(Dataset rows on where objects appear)
__________
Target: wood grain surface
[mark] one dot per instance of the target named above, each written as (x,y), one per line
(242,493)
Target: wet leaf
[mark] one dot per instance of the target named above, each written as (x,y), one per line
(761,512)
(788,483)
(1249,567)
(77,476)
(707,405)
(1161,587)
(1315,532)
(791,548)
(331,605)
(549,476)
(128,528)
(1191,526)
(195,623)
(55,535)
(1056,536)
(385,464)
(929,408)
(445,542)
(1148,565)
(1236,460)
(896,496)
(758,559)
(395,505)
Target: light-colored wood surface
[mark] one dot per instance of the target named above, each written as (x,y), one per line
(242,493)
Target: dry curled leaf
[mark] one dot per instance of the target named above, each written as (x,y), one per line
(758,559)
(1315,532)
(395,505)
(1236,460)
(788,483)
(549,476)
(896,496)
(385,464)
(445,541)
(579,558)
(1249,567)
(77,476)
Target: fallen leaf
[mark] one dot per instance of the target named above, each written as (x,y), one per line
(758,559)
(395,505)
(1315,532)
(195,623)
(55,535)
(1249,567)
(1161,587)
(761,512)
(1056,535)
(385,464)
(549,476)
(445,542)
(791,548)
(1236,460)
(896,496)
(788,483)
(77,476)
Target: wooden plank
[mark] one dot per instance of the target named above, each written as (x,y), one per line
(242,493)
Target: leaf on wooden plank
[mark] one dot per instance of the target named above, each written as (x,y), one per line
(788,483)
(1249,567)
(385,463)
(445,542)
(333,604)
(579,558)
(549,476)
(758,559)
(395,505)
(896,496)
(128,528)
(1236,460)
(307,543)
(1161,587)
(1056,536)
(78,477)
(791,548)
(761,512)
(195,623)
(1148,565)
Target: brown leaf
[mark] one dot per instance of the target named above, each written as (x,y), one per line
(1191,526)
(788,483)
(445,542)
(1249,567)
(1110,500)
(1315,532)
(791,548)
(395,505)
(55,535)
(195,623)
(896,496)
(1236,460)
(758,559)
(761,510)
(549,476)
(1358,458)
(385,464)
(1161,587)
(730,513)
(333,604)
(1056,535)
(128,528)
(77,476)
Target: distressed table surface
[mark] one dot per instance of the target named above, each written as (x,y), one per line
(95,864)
__________
* [DESCRIPTION OF THE TASK] Rewrite all of the records above, switching every "dot" to "point" and leaving everything else as it is.

* [EXPECTED OUTPUT]
Target: wood grain surface
[mark] one point per instance of the target named above, each written as (x,y), one per line
(242,493)
Target: wet leaf
[mark] one point per instance of the target named above, each written as (x,y), one per line
(761,512)
(788,483)
(1249,567)
(77,476)
(707,405)
(1161,587)
(1315,532)
(791,548)
(331,605)
(549,476)
(128,528)
(1191,526)
(195,623)
(55,535)
(1056,536)
(385,464)
(929,408)
(445,542)
(1148,565)
(1236,460)
(896,496)
(758,559)
(395,505)
Target: light-colored wood surface
[mark] one point per instance of the target named above, each written as (x,y), one per line
(242,493)
Target: dry curled leaf
[mark] one point per instance of the target named above, each written as (x,y), one per line
(758,559)
(1315,532)
(395,505)
(1236,460)
(788,483)
(549,476)
(896,496)
(385,464)
(445,541)
(579,558)
(1249,567)
(77,476)
Target: fallen leaf
[mark] one point per instance of the target named above, each written as (x,y), one per line
(758,559)
(395,505)
(1315,532)
(195,623)
(55,535)
(1249,567)
(1161,587)
(761,512)
(1056,535)
(385,464)
(549,476)
(445,542)
(791,548)
(1236,460)
(896,496)
(788,483)
(77,476)
Target: wooden plank
[mark] one point per instance of the target named above, each written as (x,y), one per line
(242,493)
Target: leaf on wooden plank
[mark] one point per instance of the target named above, each written as (x,y), one per line
(788,483)
(1249,567)
(385,463)
(445,542)
(333,604)
(579,558)
(549,476)
(758,559)
(395,505)
(896,496)
(128,528)
(1236,460)
(307,543)
(1161,587)
(1056,536)
(78,477)
(791,548)
(761,512)
(195,623)
(1148,565)
Target: brown leaf
[mark] one point per instance of the target named above, each written as (x,y), one per line
(1191,526)
(788,483)
(445,542)
(1249,567)
(1110,500)
(1315,532)
(791,548)
(395,505)
(55,535)
(195,623)
(896,496)
(1236,460)
(758,559)
(761,510)
(549,476)
(1358,458)
(385,464)
(1161,587)
(730,513)
(333,604)
(1056,535)
(128,528)
(77,476)
Target: distressed table surface
[mark] one point per instance of the target named above, each written as (x,y), one per line
(95,864)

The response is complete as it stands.